Exercise requirements:
a – Reproduce the part of the .NET for Apache Spark announcement starting with "Announcing Version 1.0" and going on through "in the release.", changing "open source" to "open-source".
b – Using the .NET for Apache Spark announcement, answer each question below.
(i) Applications targeting which version of .NET Standard, or later, does version 1.0 support?
(ii) Which versions of the Apache Spark DataFrame APIs can be accessed?
(iii) Whose combined efforts made the release possible?
c – Write the next part of the .NET for Apache Spark announcement, picking up right after its final sentence.

Announcing Version 1.0 of .NET for Apache Spark
Today, we announce the release of version 1.0 of .NET for Apache® Spark™, an open source package that brings .NET development to the Apache® Spark™ platform. This release is possible due to the combined efforts of Microsoft and the open source community. Version 1.0 includes support for .NET applications targeting .NET Standard 2.0 or later. Access to the Apache® Spark™ DataFrame APIs (versions 2.3, 2.4 and 3.0) and the ability to write Spark SQL and create user-defined functions (UDFs) are also included in the release.

Information provided:
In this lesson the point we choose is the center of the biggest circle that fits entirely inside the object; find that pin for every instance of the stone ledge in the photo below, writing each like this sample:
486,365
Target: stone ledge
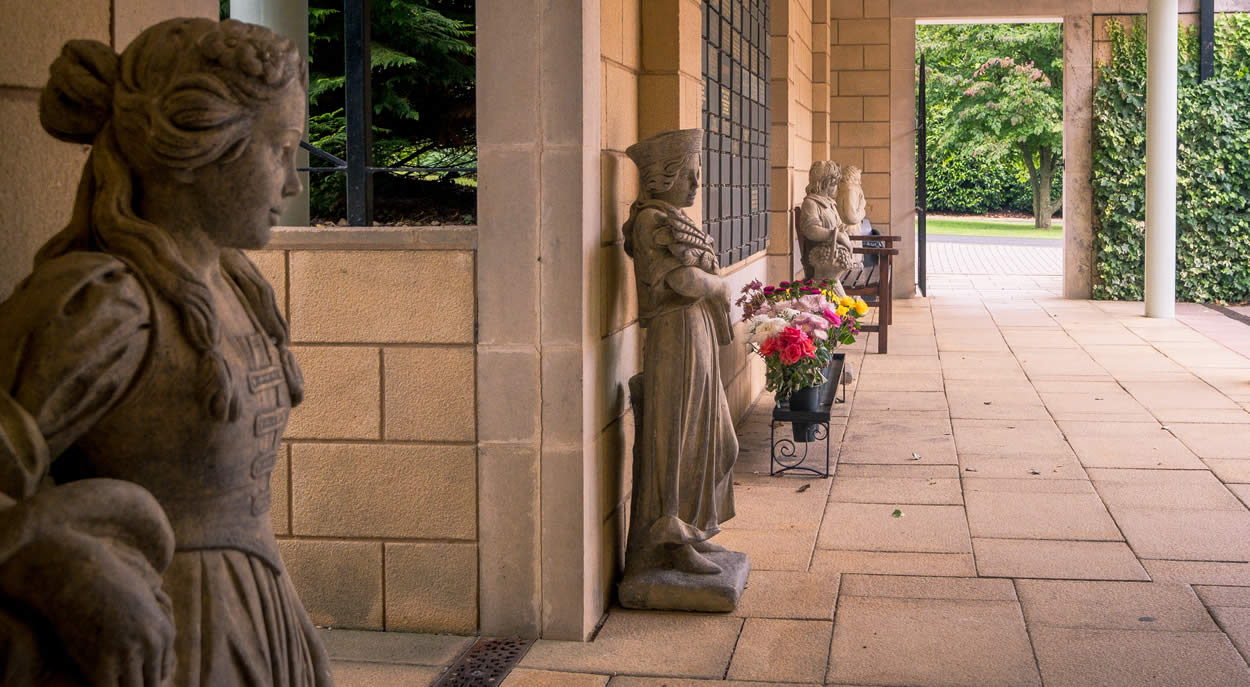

Task responses:
a –
Announcing Version 1.0 of .NET for Apache Spark
Today, we announce the release of version 1.0 of .NET for Apache® Spark™, an open-source package that brings .NET development to the Apache® Spark™ platform. This release is possible due to the combined efforts of Microsoft and the open-source community. Version 1.0 includes support for .NET applications targeting .NET Standard 2.0 or later. Access to the Apache® Spark™ DataFrame APIs (versions 2.3, 2.4 and 3.0) and the ability to write Spark SQL and create user-defined functions (UDFs) are also included in the release.

b –
(i) .NET Standard 2.0
(ii) Versions 2.3, 2.4 and 3.0
(iii) Microsoft and the open source community

c –
The following code snippet is an example of using Spark to produce a word count from a document (browse the full sample here):
var docs = spark.Read().Option("header", true).Csv("documents.csv"); var filCol = Functions.Col("file"); var words = docs .Select( fileCol, // "a b c" => ["a", "b", "c"] Functions.Split( Functions.Col("words"), " ") .Alias("wordList")) // flatten into one row per word .Select( fileCol, // 1: ["a", "b", "c"] => 1: "a", 2: "b", 3: "c" Functions.Explode( Functions.Col("wordList")) .Alias("word")) .GroupBy(fileCol, Functions.Lower(Functions.Col("word"))) .Count();
.NET for Apache® Spark™ launched two years ago to address increasing demand from the .NET community for an easier way to build big data applications. A recent survey confirmed the biggest motivation to use the package is to take advantage of existing .NET development skills and resources, including the enormous .NET ecosystem of existing libraries and frameworks. The team is committed to the continuous evolution of the product to integrate the latest features and keep the API current with the latest Spark versions. For more about the history of the project and key contributors, read the full announcement.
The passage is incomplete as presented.